▶ [GIVEN TASK]: Copy the part of the listing that opens with the line containing "Target: headlight" and closes with the line containing "201], [118, 191]]", with the requests and format samples unchanged but every coordinate in the answer outlines decreased by 38. Leave the pictures out.

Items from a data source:
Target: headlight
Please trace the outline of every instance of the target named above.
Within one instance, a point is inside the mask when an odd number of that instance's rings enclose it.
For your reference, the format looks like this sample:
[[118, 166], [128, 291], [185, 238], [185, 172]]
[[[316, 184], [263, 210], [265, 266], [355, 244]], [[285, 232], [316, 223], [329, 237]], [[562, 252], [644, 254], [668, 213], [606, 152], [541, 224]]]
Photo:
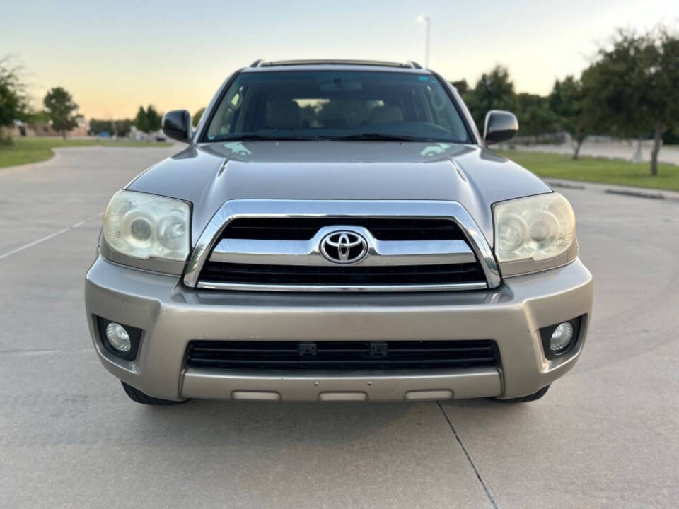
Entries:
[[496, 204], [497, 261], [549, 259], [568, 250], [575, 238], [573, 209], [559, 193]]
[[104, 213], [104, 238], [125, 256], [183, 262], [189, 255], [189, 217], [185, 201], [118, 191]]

...

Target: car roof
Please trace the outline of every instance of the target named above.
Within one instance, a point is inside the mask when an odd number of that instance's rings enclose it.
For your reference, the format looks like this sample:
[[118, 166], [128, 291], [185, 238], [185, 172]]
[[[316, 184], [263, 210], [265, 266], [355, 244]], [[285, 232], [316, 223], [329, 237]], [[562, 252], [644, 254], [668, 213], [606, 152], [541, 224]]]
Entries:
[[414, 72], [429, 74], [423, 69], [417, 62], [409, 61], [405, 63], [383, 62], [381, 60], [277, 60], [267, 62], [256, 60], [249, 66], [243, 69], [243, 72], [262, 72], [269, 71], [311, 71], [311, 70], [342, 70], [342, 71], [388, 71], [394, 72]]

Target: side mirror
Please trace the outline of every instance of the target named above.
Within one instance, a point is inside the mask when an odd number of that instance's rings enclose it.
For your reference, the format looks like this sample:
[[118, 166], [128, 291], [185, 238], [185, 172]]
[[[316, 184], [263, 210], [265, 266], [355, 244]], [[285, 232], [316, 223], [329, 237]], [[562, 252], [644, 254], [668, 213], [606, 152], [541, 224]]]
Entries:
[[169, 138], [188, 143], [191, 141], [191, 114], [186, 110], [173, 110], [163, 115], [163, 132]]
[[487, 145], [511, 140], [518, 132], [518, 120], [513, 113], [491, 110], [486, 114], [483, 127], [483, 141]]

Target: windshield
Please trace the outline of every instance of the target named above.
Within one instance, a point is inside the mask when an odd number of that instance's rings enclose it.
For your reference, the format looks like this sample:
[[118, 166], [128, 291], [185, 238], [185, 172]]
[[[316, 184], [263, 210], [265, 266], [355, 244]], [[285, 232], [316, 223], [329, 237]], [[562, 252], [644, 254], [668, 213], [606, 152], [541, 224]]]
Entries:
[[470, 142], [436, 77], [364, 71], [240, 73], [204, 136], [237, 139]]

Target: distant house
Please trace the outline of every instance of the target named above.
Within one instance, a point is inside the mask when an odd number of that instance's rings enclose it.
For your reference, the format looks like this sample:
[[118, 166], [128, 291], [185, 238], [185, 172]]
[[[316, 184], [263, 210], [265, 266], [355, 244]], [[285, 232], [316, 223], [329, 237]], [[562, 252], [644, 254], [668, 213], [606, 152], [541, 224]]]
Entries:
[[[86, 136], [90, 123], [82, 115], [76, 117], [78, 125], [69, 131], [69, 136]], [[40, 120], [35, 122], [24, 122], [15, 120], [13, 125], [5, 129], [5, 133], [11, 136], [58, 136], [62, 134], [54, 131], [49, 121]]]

▶ [FULL OUTPUT]:
Target: headlight
Please trace the outline of every instance of the target named above.
Within one instance, a point is inside the mask when an odd number of that instance's rings enclose it.
For your reference, the format looks like this sample:
[[118, 166], [128, 291], [185, 238], [185, 172]]
[[[316, 184], [263, 210], [265, 266], [355, 244]], [[285, 232], [316, 223], [329, 237]], [[562, 252], [644, 254], [668, 213], [606, 152], [541, 224]]]
Photo:
Entries:
[[458, 166], [459, 223], [511, 221], [530, 212], [537, 200], [535, 171], [521, 155]]
[[66, 175], [66, 200], [87, 218], [145, 224], [151, 217], [151, 179], [147, 163], [80, 153]]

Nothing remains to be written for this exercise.